> **Kutipan Teks**
+===+

Oleh: Shafayasmin Salsabila
"Saat rasa malu tak lekat pada seorang wanita, maka tunggulah waktu hancurnya dunia" (Shafa)
Dalam hiruk pikuk kehidupan hadirlah kiprah wanita yang sedikit banyak memberikan pengaruh bagi warna peradaban. Ia hadir dalam dua sisi yang dimilikinya, baik sebagai penghancur yang akan meluluhlantakkan atau kontributor dalam sebuah peradaban gemilang.
Rasulullah Saw mengingatkan dalam sabdanya :
“Tidak pernah kutinggalkan setelahku fitnah yang lebih dahsyat bahayanya bagi kaum pria daripada fitnah wanita.” (Muttafaqun Alaih)
Naudzubillah.
Wanita selayak mawar yang mekar. Merah menggoda untuk dipetik, namun duri-duri tajam siap melukai tangan yang gegabah dan tak hati-hati.
Perhatikan sebagian besar game petualangan atau kisah heroik di layar LCD. The Hero jatuh bangun hanya untuk menyelamatkan seorang wanita. Catat ya 'SEORANG'.
Pesona wanita dari ujung kepala hingga ujung kaki selalu menjadi umpan iblis menjerat mangsa. Naluri jinsiyah (seksualitas) diledakkan dalam atmosfer kapitalis zaman now.
Kerlingan mata, bibir penuh melengkung sempurna, kulit selembut kapas, membuat iman terpaku di kegelapan. Saat ia menoleh, hati menjadi meleleh. Akhirnya : "Kujual baju celana itu semua demi nyai".
Budak cinta menetas dalam eraman syahwat, menjadi gila tak ada logika. Istri anak di rumah dilupa. Karir pun rela dijadikan taruhan, jika bapak sudah dimabuk asmara. Meski cinta yang dijanjikan limitnya sampai uang di dompet si bapak kehabisan. Cinta sebatas nominal. Tak ada uang, tendangan melayang. Bapak dicampakkan, saat rumah tangga terlanjur hancur berantakan, kala karir hangus seketika. Semua berawal dari wanita.
Di masa tabi'in pernah ada kisah mengemuka. Kisah seorang hafidz sekaligus mujahid pemberani dimurtadkan oleh seorang wanita Romawi. Bagaimana ini mungkin terjadi? Lagi-lagi karena pendar kecantikan sang wanita yang tersibak semilir angin. Pandangan pun tertahan lebih dari satu kedipan. Hati tertambat, iblis tersenyum sinis. Perangkapnya memenjarakan iman yang seumur-umur telah berkobar. Kini padam tersiram gejolak hasrat yang melumpuhkan sendi-sendi ketakwaan. Islam ia gadaikan hingga mati dalam kekafiran.
Lantas apakah akhirnya layak muncul sebuah kesepakatan pahit, bahwa wanita adalah racun dunia?
Jeda. Harus berani senam otak dan seuntai bijak untuk menjawabnya. Wanita dalam posisinya sebagai fitnah dan meracuni hati seorang pria, tatkala tidak ada padanya ketundukan pada agama. (Islam. Red).

+===+

> **Data Hasil Ekstraksi**
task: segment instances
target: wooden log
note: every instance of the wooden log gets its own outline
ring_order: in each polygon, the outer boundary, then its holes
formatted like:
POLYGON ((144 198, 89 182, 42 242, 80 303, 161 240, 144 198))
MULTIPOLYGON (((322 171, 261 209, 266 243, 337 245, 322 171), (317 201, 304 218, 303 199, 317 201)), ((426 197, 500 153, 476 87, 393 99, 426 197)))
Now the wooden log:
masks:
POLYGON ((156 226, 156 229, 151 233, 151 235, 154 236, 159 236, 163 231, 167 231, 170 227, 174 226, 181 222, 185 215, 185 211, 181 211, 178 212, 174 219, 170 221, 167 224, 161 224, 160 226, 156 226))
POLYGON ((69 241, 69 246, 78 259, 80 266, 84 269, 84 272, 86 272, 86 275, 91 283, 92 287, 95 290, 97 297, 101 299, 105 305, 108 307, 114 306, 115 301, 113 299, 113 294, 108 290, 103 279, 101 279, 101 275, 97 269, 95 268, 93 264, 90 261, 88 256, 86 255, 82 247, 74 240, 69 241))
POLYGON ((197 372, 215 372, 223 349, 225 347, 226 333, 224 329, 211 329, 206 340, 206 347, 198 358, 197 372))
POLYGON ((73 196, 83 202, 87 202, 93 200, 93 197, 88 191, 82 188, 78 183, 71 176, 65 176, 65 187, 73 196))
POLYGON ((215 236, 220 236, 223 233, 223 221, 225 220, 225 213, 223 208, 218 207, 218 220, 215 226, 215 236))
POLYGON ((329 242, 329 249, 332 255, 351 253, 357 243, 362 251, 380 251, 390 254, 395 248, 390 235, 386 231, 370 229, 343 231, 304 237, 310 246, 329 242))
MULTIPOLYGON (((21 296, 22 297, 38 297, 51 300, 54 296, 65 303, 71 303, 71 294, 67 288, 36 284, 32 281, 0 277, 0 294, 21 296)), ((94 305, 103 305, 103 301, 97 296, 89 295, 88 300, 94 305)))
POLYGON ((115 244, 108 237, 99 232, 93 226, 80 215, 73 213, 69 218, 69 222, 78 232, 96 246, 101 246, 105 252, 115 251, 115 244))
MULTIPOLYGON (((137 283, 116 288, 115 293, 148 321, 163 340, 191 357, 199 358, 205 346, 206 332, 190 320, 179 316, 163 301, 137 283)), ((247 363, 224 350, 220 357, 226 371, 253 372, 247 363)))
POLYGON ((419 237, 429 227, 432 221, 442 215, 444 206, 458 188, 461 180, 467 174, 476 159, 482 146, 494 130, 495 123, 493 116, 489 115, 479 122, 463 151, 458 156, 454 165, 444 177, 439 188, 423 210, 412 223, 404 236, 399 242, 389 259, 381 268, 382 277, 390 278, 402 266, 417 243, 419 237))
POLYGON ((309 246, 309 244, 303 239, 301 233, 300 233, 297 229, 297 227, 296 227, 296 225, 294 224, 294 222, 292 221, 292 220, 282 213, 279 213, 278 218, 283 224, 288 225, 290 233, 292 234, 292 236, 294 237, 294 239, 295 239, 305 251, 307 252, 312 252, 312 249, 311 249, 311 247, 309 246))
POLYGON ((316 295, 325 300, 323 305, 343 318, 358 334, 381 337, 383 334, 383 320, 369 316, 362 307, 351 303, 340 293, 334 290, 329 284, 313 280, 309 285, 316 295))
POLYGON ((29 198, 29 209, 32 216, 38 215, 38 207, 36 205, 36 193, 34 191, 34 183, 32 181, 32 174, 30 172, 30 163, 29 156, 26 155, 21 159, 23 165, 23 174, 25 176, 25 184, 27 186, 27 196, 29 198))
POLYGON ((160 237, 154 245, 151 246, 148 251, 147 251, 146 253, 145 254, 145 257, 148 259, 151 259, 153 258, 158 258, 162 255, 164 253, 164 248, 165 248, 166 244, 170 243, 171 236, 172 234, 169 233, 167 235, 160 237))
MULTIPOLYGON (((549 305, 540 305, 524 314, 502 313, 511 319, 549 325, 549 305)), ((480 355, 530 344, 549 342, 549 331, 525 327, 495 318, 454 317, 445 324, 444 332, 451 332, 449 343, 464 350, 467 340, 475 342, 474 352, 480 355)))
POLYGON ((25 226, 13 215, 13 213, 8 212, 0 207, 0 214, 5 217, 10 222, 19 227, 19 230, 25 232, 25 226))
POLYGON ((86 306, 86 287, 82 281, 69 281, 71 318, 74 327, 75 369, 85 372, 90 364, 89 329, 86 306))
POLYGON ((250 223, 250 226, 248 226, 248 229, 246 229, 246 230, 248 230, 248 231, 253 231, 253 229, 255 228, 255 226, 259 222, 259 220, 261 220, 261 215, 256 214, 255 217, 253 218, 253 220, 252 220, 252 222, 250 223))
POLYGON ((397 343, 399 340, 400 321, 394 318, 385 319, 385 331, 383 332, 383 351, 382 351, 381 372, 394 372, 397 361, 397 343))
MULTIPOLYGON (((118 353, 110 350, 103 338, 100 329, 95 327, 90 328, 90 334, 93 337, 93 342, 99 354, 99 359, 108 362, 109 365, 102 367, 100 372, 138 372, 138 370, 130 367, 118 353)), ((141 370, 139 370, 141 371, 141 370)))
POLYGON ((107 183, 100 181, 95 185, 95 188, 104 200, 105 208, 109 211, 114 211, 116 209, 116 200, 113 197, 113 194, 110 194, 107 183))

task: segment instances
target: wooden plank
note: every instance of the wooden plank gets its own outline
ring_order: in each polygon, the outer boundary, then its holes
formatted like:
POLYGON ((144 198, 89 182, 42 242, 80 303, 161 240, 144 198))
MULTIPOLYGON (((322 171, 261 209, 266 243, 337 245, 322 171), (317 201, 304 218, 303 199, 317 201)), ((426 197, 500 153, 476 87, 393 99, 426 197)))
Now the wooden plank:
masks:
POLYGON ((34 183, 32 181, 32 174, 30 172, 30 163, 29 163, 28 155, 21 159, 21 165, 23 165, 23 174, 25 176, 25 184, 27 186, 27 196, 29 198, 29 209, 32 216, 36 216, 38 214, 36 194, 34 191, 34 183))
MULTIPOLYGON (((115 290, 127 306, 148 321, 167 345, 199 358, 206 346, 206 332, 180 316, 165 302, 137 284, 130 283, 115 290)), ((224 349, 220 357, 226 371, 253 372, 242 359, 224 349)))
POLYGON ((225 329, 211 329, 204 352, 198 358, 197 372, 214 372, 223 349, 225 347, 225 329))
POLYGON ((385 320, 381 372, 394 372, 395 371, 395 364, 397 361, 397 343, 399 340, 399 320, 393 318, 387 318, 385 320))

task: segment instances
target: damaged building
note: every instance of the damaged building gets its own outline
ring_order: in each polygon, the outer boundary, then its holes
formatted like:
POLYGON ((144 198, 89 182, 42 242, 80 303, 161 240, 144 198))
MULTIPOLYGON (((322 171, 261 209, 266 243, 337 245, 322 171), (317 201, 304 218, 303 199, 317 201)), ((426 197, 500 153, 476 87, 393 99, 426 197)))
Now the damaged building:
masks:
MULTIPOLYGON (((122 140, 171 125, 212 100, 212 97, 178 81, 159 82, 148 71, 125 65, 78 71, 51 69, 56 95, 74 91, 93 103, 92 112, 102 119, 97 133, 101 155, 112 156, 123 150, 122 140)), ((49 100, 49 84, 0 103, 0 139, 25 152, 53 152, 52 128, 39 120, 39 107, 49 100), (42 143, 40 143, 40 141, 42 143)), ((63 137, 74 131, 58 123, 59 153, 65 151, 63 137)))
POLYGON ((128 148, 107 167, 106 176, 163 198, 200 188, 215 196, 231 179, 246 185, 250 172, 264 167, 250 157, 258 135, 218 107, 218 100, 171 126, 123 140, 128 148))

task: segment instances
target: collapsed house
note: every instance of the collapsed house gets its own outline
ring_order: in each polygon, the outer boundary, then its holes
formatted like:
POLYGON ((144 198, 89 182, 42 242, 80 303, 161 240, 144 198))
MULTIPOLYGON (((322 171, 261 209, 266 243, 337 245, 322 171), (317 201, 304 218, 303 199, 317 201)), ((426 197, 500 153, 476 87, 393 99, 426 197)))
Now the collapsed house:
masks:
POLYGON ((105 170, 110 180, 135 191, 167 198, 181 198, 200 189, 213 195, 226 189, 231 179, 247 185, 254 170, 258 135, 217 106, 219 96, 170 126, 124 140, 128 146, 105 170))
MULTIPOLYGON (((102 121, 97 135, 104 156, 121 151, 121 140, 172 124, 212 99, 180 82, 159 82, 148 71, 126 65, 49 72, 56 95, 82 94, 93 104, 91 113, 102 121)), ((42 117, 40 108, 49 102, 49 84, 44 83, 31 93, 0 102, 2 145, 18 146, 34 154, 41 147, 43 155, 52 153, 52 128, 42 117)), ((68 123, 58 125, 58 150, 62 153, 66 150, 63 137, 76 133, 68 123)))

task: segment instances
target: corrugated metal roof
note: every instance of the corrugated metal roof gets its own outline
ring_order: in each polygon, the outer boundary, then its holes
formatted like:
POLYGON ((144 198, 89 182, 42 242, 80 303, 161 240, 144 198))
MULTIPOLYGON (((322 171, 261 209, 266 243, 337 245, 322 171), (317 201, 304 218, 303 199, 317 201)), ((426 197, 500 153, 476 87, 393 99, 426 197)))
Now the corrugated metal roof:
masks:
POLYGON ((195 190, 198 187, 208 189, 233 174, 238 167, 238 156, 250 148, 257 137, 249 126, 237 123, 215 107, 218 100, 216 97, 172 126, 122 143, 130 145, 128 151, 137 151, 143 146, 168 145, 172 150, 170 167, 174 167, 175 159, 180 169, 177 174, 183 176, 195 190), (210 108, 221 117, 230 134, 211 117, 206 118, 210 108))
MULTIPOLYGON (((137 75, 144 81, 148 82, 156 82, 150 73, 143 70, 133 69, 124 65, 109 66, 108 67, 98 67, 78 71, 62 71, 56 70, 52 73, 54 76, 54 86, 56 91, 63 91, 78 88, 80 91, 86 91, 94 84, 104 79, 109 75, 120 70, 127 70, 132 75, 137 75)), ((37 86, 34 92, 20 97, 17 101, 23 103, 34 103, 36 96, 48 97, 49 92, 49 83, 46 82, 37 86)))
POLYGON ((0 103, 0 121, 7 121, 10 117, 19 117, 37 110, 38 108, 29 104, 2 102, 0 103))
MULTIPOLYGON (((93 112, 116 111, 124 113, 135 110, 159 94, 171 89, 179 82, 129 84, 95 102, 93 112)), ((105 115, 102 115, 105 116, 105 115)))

+===+

> **Yang Dibutuhkan**
Menurut kutipan teks, siapa yang memurtadkan seorang hafidz sekaligus mujahid pemberani di masa tabi'in? Baris-baris data di atas adalah bahan tersendiri yang terpisah dari kutipan teks.

> **Hasil Latihan**
Seorang wanita Romawi.